Work to complete | Pull out every line of the records below that contains the string "background", copying each one in full.

Start Source records

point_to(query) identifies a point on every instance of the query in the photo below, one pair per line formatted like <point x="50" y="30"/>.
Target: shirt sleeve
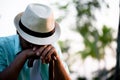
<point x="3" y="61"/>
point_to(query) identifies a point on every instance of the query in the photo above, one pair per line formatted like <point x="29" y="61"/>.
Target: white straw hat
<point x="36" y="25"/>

End Source records
Start Source records

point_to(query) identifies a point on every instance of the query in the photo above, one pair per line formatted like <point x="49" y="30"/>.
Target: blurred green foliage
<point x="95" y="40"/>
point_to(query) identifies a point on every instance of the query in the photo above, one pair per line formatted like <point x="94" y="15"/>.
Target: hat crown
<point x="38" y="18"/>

End Source records
Start Source records

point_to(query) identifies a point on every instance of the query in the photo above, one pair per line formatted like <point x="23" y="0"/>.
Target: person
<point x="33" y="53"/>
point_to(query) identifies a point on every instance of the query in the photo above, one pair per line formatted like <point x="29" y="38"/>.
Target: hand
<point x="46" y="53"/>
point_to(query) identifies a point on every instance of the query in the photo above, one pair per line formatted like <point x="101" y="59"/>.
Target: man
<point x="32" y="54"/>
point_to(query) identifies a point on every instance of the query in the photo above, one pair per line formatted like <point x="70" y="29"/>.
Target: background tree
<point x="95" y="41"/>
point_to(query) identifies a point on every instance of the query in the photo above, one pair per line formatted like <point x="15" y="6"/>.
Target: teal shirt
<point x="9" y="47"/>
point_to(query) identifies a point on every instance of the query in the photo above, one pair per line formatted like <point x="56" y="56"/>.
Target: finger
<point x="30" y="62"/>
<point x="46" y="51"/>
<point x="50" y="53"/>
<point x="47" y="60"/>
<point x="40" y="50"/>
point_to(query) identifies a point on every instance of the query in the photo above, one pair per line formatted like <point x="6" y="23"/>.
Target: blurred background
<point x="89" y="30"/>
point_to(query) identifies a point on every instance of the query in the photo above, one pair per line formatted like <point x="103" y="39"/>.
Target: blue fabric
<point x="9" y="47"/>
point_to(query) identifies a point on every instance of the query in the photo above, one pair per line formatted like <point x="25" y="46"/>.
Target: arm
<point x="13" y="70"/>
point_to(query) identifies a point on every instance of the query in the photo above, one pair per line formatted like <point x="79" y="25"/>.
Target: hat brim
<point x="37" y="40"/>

End Source records

Complete response |
Target: background tree
Target: blurred background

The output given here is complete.